» **EXERCISE REQUIREMENTS**:
Each record below is to be set down again precisely.

[[ AVAILABLE DATA open ]]

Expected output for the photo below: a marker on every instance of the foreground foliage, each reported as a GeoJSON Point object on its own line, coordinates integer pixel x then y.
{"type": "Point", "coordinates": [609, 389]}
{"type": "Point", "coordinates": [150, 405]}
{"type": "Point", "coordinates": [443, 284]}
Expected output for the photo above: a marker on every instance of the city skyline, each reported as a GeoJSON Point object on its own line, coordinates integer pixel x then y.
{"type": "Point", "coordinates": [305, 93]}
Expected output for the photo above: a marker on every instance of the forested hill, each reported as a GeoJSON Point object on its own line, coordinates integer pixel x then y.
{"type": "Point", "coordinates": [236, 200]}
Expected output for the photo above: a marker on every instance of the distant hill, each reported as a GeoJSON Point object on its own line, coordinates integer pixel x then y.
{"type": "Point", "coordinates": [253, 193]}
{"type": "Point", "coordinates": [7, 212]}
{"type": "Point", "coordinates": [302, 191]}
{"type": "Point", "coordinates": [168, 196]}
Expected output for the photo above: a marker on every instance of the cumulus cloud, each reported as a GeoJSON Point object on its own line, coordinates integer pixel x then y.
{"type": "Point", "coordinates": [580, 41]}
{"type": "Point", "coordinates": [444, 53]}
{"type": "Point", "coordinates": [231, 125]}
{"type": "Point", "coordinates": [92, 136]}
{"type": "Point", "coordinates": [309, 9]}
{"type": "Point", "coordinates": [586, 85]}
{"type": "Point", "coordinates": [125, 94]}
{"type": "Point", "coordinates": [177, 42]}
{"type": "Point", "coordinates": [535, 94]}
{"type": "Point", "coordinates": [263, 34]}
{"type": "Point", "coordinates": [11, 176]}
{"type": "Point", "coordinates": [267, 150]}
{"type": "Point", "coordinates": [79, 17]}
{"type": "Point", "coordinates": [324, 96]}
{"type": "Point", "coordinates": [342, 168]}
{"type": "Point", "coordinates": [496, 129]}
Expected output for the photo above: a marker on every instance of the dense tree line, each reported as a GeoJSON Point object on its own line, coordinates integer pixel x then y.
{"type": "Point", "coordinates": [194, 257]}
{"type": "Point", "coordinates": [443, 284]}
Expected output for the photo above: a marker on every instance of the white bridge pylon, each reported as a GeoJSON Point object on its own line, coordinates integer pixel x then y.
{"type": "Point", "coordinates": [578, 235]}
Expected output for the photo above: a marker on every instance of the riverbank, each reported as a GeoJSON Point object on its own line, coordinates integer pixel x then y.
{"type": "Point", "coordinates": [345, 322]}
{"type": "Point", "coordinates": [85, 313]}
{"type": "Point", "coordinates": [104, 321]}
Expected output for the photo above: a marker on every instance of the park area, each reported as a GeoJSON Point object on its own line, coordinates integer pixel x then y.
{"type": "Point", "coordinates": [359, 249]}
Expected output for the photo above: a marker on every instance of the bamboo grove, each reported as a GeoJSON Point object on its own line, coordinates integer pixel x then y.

[[ AVAILABLE DATA closed ]]

» **WRITTEN ANSWER**:
Expected output for the photo below: a marker on every instance of the foreground foliage, each reported as a GeoJSON Point object on its own line, coordinates integer pixel x then y.
{"type": "Point", "coordinates": [609, 389]}
{"type": "Point", "coordinates": [150, 405]}
{"type": "Point", "coordinates": [443, 284]}
Expected output for the photo above: a marker on every instance of the city skyline, each reported as a GeoJSON Point object on its own line, coordinates integer pixel x then y.
{"type": "Point", "coordinates": [305, 93]}
Expected output for the photo above: a marker on every instance of the forested hill, each reported as a GeoJSON Point object on its own line, coordinates integer pixel x then y.
{"type": "Point", "coordinates": [236, 200]}
Expected output for the photo above: a marker on every instance of the distant hill, each reported as a GeoJSON Point object on its own line, coordinates integer pixel x then y.
{"type": "Point", "coordinates": [253, 193]}
{"type": "Point", "coordinates": [7, 212]}
{"type": "Point", "coordinates": [302, 191]}
{"type": "Point", "coordinates": [168, 196]}
Expected output for the photo above: a marker on every instance of the cumulus cloud, each reported as a GeoJSON Point object on its own line, coordinates integer pixel x then y.
{"type": "Point", "coordinates": [580, 41]}
{"type": "Point", "coordinates": [444, 53]}
{"type": "Point", "coordinates": [231, 125]}
{"type": "Point", "coordinates": [92, 136]}
{"type": "Point", "coordinates": [309, 9]}
{"type": "Point", "coordinates": [586, 85]}
{"type": "Point", "coordinates": [125, 94]}
{"type": "Point", "coordinates": [177, 42]}
{"type": "Point", "coordinates": [535, 94]}
{"type": "Point", "coordinates": [263, 34]}
{"type": "Point", "coordinates": [11, 176]}
{"type": "Point", "coordinates": [267, 150]}
{"type": "Point", "coordinates": [79, 17]}
{"type": "Point", "coordinates": [324, 96]}
{"type": "Point", "coordinates": [342, 168]}
{"type": "Point", "coordinates": [496, 129]}
Expected output for the photo above: a marker on every instance of the dense tree line, each reported as a GeoJSON Point object on its own line, coordinates integer pixel x then y.
{"type": "Point", "coordinates": [194, 257]}
{"type": "Point", "coordinates": [443, 284]}
Expected output for the photo above: a marker on every instance of the white bridge pylon, each reported as a GeoJSON Point object on its own line, coordinates integer pixel x then y.
{"type": "Point", "coordinates": [578, 235]}
Expected output for the photo above: a marker on every instance of the riverbank, each reported as a GeoJSON Point object on its own line, coordinates integer pixel x then y.
{"type": "Point", "coordinates": [345, 322]}
{"type": "Point", "coordinates": [85, 313]}
{"type": "Point", "coordinates": [104, 321]}
Expected output for the photo above: a marker on every instance of the park area, each reported as a GeoJSON Point object on its own line, coordinates integer pixel x then y.
{"type": "Point", "coordinates": [359, 249]}
Expected output for the photo above: a marker on every instance of the bamboo grove, each reported as a GeoJSON Point object on its own line, coordinates integer pixel x then y.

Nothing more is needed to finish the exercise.